__PROVIDED DATA__.
:::

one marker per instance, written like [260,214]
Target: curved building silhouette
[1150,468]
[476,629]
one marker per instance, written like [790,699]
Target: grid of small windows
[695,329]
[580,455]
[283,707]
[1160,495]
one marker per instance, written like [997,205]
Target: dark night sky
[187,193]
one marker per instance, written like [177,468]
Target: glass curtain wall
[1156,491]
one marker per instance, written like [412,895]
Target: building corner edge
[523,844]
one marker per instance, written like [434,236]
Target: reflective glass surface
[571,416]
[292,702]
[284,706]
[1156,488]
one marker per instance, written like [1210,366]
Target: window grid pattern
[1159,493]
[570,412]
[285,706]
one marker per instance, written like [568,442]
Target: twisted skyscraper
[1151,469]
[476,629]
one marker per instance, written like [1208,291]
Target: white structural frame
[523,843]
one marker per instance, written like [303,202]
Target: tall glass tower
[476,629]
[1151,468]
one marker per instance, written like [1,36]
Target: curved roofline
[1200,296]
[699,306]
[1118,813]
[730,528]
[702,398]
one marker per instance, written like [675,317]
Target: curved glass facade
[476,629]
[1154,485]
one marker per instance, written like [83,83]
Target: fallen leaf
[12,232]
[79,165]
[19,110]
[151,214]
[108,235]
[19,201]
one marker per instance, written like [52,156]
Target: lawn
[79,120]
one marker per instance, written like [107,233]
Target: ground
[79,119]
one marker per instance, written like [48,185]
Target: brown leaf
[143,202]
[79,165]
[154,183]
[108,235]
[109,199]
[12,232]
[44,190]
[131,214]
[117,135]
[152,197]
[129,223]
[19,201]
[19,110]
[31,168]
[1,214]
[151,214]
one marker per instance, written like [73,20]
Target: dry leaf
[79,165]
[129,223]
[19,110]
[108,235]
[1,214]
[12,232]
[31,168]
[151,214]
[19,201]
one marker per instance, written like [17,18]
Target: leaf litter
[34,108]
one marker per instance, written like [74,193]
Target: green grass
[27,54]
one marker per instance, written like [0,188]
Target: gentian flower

:::

__EXERCISE GOAL__. An exact printout is needed of the lines from the one containing "Target: lawn" through the end of the listing above, both of those lines included, and nothing else.

__RESULT__.
Target: lawn
[79,120]
one marker per instance, written like [107,233]
Target: ground
[79,119]
one marker per instance, written like [48,185]
Target: brown leaf
[143,202]
[79,165]
[154,183]
[108,235]
[109,199]
[12,232]
[44,190]
[131,214]
[117,135]
[152,197]
[129,223]
[19,201]
[19,110]
[31,168]
[1,214]
[151,214]
one marker per instance, written like [73,20]
Target: dry leaf
[79,165]
[129,223]
[19,110]
[108,235]
[1,214]
[12,232]
[31,168]
[151,214]
[19,201]
one marker per instance, written like [17,18]
Target: leaf litter
[34,108]
one marker per instance, written like [74,193]
Target: green grass
[27,54]
one marker per instance, written like [0,188]
Target: gentian flower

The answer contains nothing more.